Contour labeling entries
* * *
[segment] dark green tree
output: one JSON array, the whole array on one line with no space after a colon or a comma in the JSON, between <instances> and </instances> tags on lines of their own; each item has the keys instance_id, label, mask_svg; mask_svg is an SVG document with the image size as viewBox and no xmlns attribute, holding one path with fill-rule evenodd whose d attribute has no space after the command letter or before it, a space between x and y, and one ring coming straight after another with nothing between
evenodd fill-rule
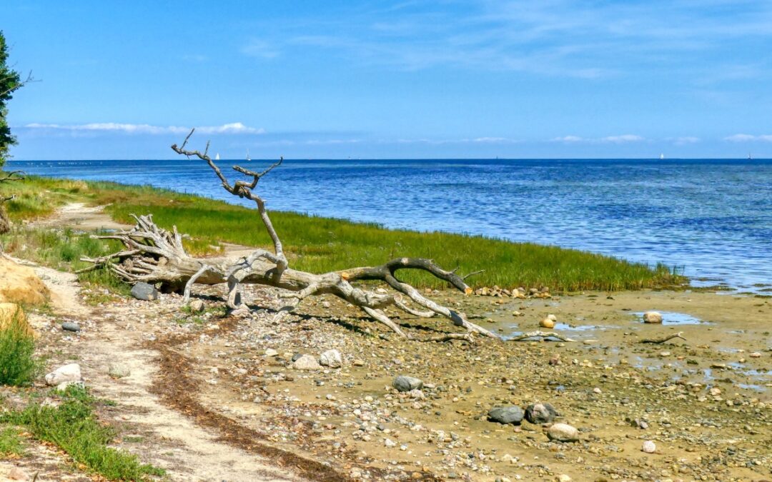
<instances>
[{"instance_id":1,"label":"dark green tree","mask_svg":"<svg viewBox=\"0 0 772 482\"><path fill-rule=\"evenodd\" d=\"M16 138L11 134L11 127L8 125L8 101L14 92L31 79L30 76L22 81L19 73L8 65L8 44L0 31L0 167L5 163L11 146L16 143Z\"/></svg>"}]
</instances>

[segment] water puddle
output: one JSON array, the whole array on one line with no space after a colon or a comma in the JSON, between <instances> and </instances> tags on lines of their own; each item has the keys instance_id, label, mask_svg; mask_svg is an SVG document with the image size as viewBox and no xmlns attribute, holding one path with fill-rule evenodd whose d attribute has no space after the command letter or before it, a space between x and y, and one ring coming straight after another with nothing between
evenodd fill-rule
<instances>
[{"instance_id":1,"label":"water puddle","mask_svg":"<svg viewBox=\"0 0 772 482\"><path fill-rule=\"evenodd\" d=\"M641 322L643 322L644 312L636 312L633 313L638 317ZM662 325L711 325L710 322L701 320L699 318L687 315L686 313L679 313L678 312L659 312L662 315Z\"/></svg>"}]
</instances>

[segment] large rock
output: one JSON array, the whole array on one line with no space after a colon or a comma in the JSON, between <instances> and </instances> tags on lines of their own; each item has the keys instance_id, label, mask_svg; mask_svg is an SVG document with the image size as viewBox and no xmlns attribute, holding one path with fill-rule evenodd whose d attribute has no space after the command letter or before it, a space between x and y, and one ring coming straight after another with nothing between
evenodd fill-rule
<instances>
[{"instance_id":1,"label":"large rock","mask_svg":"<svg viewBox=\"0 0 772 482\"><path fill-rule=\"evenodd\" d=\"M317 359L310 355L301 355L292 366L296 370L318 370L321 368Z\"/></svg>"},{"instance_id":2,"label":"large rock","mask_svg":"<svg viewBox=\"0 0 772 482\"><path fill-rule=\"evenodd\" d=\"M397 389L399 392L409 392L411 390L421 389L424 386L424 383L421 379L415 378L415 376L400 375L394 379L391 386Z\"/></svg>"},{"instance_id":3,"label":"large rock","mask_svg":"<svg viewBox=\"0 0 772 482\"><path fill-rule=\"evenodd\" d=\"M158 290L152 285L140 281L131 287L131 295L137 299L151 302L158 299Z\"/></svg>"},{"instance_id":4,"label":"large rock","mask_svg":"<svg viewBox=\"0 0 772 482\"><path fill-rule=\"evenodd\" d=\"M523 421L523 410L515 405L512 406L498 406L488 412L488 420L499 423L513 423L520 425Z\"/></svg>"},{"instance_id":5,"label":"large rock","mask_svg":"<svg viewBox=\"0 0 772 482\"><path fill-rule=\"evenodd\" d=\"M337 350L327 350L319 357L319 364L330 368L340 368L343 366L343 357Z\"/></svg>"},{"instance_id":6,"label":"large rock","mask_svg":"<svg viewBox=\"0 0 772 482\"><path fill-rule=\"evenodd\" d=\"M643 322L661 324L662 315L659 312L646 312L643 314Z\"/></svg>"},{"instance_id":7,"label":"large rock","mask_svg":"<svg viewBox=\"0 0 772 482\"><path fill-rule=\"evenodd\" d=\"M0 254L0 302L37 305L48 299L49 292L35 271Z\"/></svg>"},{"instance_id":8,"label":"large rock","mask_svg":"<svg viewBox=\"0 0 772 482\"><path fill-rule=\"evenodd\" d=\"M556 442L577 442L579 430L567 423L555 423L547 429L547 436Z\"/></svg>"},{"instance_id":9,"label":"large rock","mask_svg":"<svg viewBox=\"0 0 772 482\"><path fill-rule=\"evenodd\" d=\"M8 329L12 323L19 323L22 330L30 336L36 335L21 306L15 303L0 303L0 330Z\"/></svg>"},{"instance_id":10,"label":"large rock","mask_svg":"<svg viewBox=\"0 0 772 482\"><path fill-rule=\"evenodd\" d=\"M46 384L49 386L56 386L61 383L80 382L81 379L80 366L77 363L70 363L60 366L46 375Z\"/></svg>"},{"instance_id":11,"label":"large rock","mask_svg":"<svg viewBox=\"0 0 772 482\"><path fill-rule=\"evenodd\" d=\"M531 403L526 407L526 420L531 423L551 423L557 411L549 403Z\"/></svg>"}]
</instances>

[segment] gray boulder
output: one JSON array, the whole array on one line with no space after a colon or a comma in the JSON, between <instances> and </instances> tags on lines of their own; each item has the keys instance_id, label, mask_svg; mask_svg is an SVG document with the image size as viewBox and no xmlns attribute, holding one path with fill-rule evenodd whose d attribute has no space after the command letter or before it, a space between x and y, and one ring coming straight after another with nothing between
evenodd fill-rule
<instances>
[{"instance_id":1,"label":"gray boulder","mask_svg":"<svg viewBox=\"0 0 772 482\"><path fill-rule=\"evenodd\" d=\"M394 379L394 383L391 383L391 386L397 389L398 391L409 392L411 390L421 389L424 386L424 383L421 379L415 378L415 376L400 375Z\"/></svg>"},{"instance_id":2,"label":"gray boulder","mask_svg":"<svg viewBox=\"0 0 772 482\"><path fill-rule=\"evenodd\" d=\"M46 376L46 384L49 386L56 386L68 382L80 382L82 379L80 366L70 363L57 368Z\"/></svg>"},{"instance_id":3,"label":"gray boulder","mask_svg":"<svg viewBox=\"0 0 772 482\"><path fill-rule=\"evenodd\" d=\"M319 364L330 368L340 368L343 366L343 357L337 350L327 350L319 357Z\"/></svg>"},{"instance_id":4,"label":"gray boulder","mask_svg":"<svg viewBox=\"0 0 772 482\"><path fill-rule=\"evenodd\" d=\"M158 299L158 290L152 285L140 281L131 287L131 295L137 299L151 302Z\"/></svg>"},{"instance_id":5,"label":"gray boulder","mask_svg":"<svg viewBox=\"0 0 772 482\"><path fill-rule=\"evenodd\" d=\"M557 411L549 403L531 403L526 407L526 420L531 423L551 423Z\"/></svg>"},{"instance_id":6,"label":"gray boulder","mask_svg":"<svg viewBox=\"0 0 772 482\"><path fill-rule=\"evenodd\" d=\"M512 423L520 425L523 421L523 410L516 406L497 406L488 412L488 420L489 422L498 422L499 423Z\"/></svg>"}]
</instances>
* * *
• EXERCISE TASK:
Output everything from the line containing "[segment] gray boulder" down to the end of the entries above as a two-column CSV with the columns "request" and "answer". Give one row per entry, put each value in a single quoted field, and replace line breaks with spaces.

• EXERCISE RESULT:
request,answer
"[segment] gray boulder output: one JSON array, the whole array on one line with no space after a colon or a comma in the JSON, between <instances> and </instances> tags on lines of their own; each item has the keys instance_id, label, mask_svg; mask_svg is an SVG document with the image size as viewBox and no xmlns attribute, holding one path with fill-rule evenodd whose d attribute has no space after the command letter or before it, a space between x and y, and one ring coming straight after another with nothing between evenodd fill-rule","<instances> [{""instance_id"":1,""label"":""gray boulder"",""mask_svg"":""<svg viewBox=\""0 0 772 482\""><path fill-rule=\""evenodd\"" d=\""M394 379L394 383L391 383L391 386L397 389L398 391L409 392L411 390L421 389L424 386L424 383L421 379L415 378L415 376L400 375Z\""/></svg>""},{""instance_id"":2,""label"":""gray boulder"",""mask_svg"":""<svg viewBox=\""0 0 772 482\""><path fill-rule=\""evenodd\"" d=\""M46 376L46 384L49 386L56 386L68 382L80 382L82 379L80 366L70 363L57 368Z\""/></svg>""},{""instance_id"":3,""label"":""gray boulder"",""mask_svg"":""<svg viewBox=\""0 0 772 482\""><path fill-rule=\""evenodd\"" d=\""M319 364L330 368L340 368L343 366L343 357L337 350L327 350L319 357Z\""/></svg>""},{""instance_id"":4,""label"":""gray boulder"",""mask_svg"":""<svg viewBox=\""0 0 772 482\""><path fill-rule=\""evenodd\"" d=\""M158 299L158 290L152 285L140 281L131 287L131 295L137 299L151 302Z\""/></svg>""},{""instance_id"":5,""label"":""gray boulder"",""mask_svg"":""<svg viewBox=\""0 0 772 482\""><path fill-rule=\""evenodd\"" d=\""M557 411L549 403L531 403L526 407L526 420L531 423L551 423Z\""/></svg>""},{""instance_id"":6,""label"":""gray boulder"",""mask_svg"":""<svg viewBox=\""0 0 772 482\""><path fill-rule=\""evenodd\"" d=\""M512 423L520 425L523 421L523 410L516 406L497 406L488 412L488 420L489 422L498 422L499 423Z\""/></svg>""}] </instances>"